CONSIGNE –
Recopiez fidèlement le passage de l'extrait ci-dessous sur le cardinal Zoungrana, depuis « Centenaire de l'Eglise » jusqu'à « les plus pauvres. » inclus.

EXTRAIT DU DOCUMENT –
════════════════
Voix d'Afrique N°45
Burkina Faso.

"Le baobab est tombé..."

photos du centenaire

Centenaire de l'Eglise du Burkina Faso
La cathédrale de Ouagadougou.
A gauche: Paul Zoungrana 1917-2000 : Un cardinal simple et bon avec les plus petits comme avec les plus pauvres.


" Il a toujours cru aux valeurs de l'Afrique et maintenu l'espérance contre toutes formes d'adversité. Fils et filles d'Afrique, à l'exemple du cardinal Zoungrana, résistez à la fatalité ! … Il est resté, malgré toutes les vicissitudes, les agitations et les crises, l'homme du dialogue qui permettait, comme disait un de ses confères africains, de marcher sur les œufs. Il est le sage qui a su rassembler, unir et animer dans la fermeté et la communion.…

Le Cardinal Paul Zoungrana étonne par sa générosité et son indifférence pour la richesse matérielle. Son rang social et ecclésial aurait pu lui permettre d'accumuler des richesses pour lui-même et sa famille, mais il a vécu, il est mort, sans rien laisser. Voici un modèle qui pourrait servir à plusieurs responsables d'Église et dirigeants politiques et administratifs. Le baobab est tombé… Il est tombé à un moment où tout semble vaciller en Afrique. Mais le siècle qui se termine a représenté cent ans d'un développement prodigieux pour l'Église de ce continent. Des 2 millions de baptisés, en 1900, les catholiques africains sont aujourd'hui 110 millions. Le clergé autochtone qui n'existait pas, compte aujourd'hui 26 000 prêtres. Et les séminaires comptent environ 20 000 candidats au sacerdoce.… La foi du patriarche, celle des missionnaires, des catéchistes comme Diban Alfred Ki Zerbo, est le secret de votre fécondité et de votre jeunesse à travers les âges, dans l'imitation de Jésus-Christ… "
════════════════
DONNÉES FOURNIES –
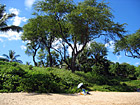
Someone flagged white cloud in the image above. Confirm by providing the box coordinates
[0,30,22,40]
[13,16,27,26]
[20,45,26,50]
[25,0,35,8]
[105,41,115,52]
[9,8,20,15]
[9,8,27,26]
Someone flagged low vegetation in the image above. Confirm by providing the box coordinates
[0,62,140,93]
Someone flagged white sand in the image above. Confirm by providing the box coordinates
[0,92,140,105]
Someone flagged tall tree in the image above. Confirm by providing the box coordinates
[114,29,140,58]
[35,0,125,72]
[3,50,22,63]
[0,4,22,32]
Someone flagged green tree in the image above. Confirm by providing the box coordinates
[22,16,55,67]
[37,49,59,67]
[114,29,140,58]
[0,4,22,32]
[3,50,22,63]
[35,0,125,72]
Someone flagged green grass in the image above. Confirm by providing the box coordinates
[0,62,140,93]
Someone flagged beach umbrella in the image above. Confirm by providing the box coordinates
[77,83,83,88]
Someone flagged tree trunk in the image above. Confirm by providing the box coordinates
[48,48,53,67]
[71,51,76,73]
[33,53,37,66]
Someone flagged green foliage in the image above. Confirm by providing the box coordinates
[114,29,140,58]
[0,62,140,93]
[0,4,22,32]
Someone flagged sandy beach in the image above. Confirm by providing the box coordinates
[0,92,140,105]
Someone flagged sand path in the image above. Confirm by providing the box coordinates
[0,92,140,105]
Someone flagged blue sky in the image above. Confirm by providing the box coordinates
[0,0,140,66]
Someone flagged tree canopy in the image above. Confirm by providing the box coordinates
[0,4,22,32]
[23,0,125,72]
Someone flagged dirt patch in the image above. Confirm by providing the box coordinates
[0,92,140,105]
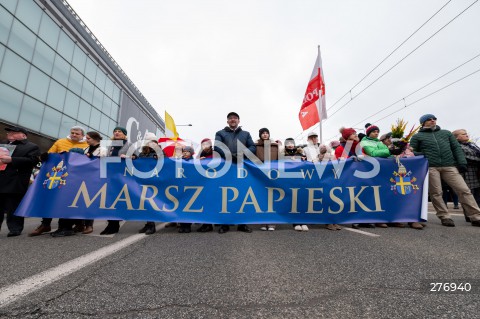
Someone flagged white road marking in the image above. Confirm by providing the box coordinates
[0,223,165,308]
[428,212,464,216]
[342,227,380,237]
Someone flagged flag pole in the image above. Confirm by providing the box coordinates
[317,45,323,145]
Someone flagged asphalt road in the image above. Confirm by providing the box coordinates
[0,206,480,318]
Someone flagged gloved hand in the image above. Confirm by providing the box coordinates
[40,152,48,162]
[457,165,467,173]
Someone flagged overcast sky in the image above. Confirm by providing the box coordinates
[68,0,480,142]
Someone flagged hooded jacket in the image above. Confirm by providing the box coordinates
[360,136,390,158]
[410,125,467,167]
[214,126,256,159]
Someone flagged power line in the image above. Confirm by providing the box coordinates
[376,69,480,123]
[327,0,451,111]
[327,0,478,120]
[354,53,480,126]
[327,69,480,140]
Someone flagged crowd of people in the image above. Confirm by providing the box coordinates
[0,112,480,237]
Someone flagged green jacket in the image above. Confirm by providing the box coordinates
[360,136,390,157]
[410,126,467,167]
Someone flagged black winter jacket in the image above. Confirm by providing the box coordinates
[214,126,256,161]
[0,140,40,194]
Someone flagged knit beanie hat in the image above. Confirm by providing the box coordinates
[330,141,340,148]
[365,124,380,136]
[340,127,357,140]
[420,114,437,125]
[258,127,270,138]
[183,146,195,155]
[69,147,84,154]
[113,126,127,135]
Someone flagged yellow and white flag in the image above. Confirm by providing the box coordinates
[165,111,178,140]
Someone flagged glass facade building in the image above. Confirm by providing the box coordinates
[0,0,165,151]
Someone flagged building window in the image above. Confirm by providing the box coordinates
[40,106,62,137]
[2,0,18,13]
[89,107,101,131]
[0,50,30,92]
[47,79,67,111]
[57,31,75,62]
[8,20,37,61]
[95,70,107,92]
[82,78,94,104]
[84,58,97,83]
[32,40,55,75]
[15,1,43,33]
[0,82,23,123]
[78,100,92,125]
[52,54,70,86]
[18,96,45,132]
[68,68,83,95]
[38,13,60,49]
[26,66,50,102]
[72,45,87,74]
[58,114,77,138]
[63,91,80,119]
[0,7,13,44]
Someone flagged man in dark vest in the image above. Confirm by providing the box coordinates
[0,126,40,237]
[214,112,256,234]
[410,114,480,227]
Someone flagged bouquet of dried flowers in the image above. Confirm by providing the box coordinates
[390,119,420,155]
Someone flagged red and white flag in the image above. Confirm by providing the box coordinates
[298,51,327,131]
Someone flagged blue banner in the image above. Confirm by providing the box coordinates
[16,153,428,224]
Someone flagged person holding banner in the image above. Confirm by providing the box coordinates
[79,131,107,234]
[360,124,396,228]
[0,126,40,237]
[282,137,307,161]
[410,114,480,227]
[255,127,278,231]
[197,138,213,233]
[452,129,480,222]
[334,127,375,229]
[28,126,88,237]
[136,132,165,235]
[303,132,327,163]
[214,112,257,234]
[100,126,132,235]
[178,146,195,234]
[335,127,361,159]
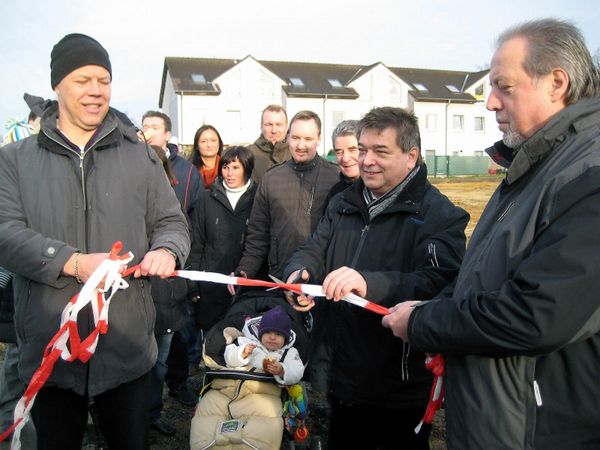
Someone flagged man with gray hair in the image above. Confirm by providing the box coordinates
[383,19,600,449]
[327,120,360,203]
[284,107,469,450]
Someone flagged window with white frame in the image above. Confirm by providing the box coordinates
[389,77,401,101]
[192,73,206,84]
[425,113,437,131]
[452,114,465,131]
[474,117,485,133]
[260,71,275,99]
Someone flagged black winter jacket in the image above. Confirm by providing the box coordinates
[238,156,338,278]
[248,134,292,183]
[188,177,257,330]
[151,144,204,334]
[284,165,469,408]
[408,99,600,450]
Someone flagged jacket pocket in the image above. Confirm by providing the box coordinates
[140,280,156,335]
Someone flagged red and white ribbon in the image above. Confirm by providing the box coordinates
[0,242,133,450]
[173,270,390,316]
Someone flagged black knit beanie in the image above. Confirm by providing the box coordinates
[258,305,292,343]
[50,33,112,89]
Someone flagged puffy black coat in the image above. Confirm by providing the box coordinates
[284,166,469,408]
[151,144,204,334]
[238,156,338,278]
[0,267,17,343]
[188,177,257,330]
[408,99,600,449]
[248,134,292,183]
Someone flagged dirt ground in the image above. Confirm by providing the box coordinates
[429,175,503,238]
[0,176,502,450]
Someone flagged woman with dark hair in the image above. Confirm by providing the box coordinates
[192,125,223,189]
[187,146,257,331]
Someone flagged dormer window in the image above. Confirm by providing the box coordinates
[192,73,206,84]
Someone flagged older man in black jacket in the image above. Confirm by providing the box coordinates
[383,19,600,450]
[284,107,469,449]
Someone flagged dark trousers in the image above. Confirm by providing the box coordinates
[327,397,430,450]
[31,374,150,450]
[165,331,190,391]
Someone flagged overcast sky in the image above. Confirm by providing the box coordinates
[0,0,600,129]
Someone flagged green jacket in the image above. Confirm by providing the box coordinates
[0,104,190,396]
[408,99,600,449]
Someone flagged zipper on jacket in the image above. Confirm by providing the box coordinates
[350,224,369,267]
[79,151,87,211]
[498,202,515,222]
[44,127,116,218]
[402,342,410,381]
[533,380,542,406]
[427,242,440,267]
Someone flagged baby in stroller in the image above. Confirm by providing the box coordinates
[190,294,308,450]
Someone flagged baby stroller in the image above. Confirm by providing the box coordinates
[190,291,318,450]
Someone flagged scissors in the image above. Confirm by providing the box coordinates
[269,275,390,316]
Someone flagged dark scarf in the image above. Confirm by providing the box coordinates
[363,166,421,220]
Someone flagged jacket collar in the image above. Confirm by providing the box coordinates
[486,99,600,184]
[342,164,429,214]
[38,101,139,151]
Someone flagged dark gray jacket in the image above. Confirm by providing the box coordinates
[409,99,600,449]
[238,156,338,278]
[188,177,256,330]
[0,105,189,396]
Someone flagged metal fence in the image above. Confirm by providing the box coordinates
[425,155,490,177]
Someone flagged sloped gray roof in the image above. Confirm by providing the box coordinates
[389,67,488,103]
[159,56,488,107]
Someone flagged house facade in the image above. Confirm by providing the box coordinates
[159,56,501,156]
════════════════
RÉPONSE –
Centenaire de l'Eglise du Burkina Faso
La cathédrale de Ouagadougou.
A gauche: Paul Zoungrana 1917-2000 : Un cardinal simple et bon avec les plus petits comme avec les plus pauvres.